### Task
Would you please restate all of the data exactly?

(Saved entries)
----------

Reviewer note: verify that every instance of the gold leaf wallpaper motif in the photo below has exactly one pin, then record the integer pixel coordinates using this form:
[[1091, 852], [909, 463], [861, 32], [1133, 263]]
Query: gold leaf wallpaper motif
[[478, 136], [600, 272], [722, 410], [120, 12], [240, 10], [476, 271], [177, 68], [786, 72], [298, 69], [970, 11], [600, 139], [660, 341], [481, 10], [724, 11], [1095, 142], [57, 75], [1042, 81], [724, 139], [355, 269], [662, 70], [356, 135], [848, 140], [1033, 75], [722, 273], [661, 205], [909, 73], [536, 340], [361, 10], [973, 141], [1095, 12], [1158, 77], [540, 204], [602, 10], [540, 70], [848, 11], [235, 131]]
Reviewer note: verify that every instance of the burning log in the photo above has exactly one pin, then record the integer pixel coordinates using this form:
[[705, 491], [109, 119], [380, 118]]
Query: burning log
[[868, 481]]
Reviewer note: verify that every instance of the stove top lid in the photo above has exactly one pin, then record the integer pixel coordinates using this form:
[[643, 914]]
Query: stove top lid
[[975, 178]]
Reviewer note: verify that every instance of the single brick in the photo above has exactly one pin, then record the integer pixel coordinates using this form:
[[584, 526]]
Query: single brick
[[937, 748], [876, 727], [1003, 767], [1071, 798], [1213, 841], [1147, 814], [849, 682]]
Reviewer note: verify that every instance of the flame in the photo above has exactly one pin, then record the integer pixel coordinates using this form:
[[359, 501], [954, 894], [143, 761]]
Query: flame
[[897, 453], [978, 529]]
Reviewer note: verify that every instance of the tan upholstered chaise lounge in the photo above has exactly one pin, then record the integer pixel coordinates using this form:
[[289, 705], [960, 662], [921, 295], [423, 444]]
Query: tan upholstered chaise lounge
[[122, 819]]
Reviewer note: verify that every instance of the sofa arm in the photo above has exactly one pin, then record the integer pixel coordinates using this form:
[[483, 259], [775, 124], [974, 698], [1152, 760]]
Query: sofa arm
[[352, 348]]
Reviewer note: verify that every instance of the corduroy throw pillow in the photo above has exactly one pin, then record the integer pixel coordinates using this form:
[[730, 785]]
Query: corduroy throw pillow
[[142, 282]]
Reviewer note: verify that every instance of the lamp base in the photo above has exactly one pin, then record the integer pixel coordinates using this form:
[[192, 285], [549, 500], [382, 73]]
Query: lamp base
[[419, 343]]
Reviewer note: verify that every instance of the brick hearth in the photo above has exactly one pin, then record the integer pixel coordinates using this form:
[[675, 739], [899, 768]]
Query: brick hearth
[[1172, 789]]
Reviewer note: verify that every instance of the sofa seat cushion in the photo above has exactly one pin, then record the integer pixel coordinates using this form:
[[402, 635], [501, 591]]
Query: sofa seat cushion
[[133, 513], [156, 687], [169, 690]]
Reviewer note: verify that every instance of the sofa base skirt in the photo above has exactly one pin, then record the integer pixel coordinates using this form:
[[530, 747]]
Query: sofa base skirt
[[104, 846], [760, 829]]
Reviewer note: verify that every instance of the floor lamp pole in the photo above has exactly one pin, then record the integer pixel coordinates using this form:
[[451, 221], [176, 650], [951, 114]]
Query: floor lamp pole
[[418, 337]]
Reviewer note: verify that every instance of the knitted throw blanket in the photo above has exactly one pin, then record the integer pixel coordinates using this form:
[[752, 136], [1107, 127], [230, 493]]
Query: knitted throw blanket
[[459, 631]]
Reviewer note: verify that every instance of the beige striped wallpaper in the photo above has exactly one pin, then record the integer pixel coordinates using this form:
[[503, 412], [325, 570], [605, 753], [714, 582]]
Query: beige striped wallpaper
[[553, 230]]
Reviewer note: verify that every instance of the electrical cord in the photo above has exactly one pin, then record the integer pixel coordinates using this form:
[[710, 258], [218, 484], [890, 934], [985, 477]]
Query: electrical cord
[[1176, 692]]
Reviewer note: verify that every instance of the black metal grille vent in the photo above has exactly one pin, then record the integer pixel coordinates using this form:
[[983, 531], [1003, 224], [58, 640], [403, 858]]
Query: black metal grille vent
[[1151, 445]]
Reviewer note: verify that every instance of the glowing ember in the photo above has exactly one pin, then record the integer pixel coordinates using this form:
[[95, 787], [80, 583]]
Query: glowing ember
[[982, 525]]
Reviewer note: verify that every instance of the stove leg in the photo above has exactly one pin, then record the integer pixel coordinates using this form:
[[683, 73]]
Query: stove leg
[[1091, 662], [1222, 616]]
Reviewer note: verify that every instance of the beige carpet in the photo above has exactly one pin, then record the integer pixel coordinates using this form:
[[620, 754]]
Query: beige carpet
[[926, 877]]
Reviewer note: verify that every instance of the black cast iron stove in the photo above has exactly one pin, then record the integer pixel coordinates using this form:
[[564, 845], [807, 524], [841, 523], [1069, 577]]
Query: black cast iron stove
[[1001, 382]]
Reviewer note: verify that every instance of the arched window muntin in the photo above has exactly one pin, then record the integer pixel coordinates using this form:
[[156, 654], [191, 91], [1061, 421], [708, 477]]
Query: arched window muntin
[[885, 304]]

----------

### Response area
Reviewer note: verify that every instance of the gold leaf wallpaper motif in the photo below has exactly one pin, then record the integer pixel coordinates using this form:
[[1091, 852], [909, 463], [861, 32], [1133, 263]]
Query: gold leaf wallpaper motif
[[478, 136], [600, 272], [722, 410], [120, 12], [240, 10], [476, 271], [177, 68], [786, 72], [298, 69], [970, 11], [600, 139], [660, 341], [481, 10], [724, 11], [1095, 142], [57, 75], [1042, 81], [724, 139], [355, 269], [662, 70], [356, 135], [848, 140], [1033, 75], [722, 273], [661, 205], [909, 73], [536, 340], [361, 10], [973, 141], [1095, 12], [1158, 77], [540, 204], [602, 10], [540, 70], [848, 11], [235, 131]]
Reviewer note: verify that every instance of the burning log in the photo above has exactly one pin, then record the integer pixel coordinates using this form:
[[705, 491], [109, 119], [380, 118]]
Query: burning log
[[868, 481]]
Reviewer note: verify that every instance of the stove top lid in the photo above has exactly one pin, then record the integer pixel coordinates using this form:
[[643, 914]]
Query: stove top lid
[[975, 178]]
Reviewer note: verify that every instance of the single brick in the photo above has exactly one pin, then record the integer pixel coordinates using this form:
[[584, 526]]
Query: single brick
[[937, 748], [876, 727], [1003, 767], [1071, 798], [1213, 841], [1147, 814], [849, 682]]
Reviewer note: verify that every instance of the flame in the photo above has exactly one pin, then record the integer pixel coordinates using this form:
[[359, 501], [954, 894], [143, 761]]
Query: flame
[[897, 453], [978, 529]]
Reviewer note: verify that every instance of the tan upholstered chaise lounge in the photo above has exactly one pin, then record the integer pixel coordinates using this form:
[[289, 705], [960, 662], [921, 295], [423, 444]]
Query: tan upholstered chaise lounge
[[122, 819]]
Reviewer note: verify that every instance of the sofa arm in the photo above has exactly one pin, then record the integer pixel coordinates using this form:
[[483, 259], [775, 124], [974, 698], [1152, 760]]
Query: sofa arm
[[352, 348]]
Reviewer note: verify that every instance of the corduroy throw pillow in the photo above has exactly one pin, then record the integer pixel coordinates using this form:
[[730, 785]]
Query: corduroy throw pillow
[[142, 282]]
Reviewer note: verify that every instance of the lamp base in the photo above has exactly one pin, then record the integer pixel coordinates using this form:
[[192, 285], [549, 500], [382, 73]]
Query: lamp base
[[419, 343]]
Reviewer note: verify that every instance of the brick hearth in the photo above has exactly one pin, then record the integer pixel coordinates using this form:
[[675, 739], [899, 768]]
Query: brick hearth
[[1172, 789]]
Reviewer note: verify that every instance of the sofa seat cushion in the photo above has exactly one pin, then record the integer pixel coordinates using this form:
[[402, 635], [501, 591]]
Query: sofa seat cushion
[[133, 513], [156, 687], [169, 690]]
Reviewer note: verify that every instance of the sofa base skirt in the photo above has exactly one pin, then record the integer pixel coordinates using this form:
[[530, 747]]
Query: sofa base skirt
[[104, 846], [760, 829]]
Reviewer note: verify that every instance of the floor lamp pole in the photo above has exactly one pin, then record the integer pixel coordinates using this form:
[[451, 221], [176, 650], [951, 114]]
Query: floor lamp pole
[[418, 337]]
Reviewer note: verify that every instance of the knitted throw blanket in the photo above has exactly one pin, then record the integer pixel coordinates using this form:
[[752, 136], [1107, 127], [230, 493]]
Query: knitted throw blanket
[[459, 631]]
Reviewer note: verify that every instance of the beige striped wallpaper in the photo above has exactly one pin, then record the integer pixel coordinates using this form:
[[503, 412], [325, 570], [605, 753], [714, 582]]
Query: beige striped wallpaper
[[553, 230]]
Reviewer note: verify that every instance of the electrical cord in the photo above has exactly one pin, then record the integer pixel coordinates using this form:
[[710, 258], [218, 484], [890, 934], [985, 477]]
Query: electrical cord
[[1176, 692]]
Reviewer note: verify that every instance of the black metal grille vent in the photo above has exactly one pin, then record the integer pixel coordinates using this form:
[[983, 531], [1003, 224], [58, 640], [403, 858]]
Query: black metal grille vent
[[1151, 445]]
Reviewer note: verify that every instance of the glowing ember in the photo above has exactly one pin, then record the integer pixel coordinates using this form:
[[95, 787], [80, 583]]
Query: glowing ember
[[982, 525]]
Reviewer note: verify that every instance of the stove leg in the photo above has exactly one pin, then record the integer pixel coordinates using this form:
[[683, 73]]
Query: stove leg
[[1091, 662], [1222, 616]]
Reviewer note: verify that every instance of the beige carpet in the photo above has exactly one pin, then record the integer pixel coordinates using this form:
[[620, 754]]
Query: beige carpet
[[926, 877]]
Reviewer note: verify that every instance of the black cast iron stove in the photo above has exactly one pin, then record the integer pixel coordinates using this form:
[[564, 845], [807, 524], [841, 523], [1069, 577]]
Query: black cast iron stove
[[1001, 382]]
Reviewer note: verify that every instance of the arched window muntin in the photo above has exactly one pin, then record the integer pixel coordinates using this form:
[[156, 654], [191, 91], [1061, 421], [708, 477]]
Query: arched window muntin
[[885, 304]]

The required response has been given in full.